CHALLENGE –
Copy all of the following records again with the requests included, adding 5 to every coordinate value in the answers.

GIVEN ENTRIES –
:::

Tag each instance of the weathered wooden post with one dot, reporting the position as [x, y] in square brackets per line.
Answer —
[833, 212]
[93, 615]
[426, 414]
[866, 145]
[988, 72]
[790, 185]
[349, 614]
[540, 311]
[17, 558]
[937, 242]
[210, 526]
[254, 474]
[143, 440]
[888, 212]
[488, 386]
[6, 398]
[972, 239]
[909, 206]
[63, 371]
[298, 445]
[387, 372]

:::

OUTPUT OF THE EXERCISE –
Tag each instance of the weathered wooden post with one dot, reporting the position as [x, y] in square brackets per line.
Answer —
[838, 217]
[98, 620]
[431, 419]
[871, 150]
[993, 77]
[795, 190]
[354, 619]
[545, 316]
[22, 563]
[942, 247]
[215, 531]
[259, 479]
[148, 445]
[893, 217]
[493, 391]
[11, 403]
[977, 244]
[914, 211]
[68, 376]
[303, 450]
[392, 377]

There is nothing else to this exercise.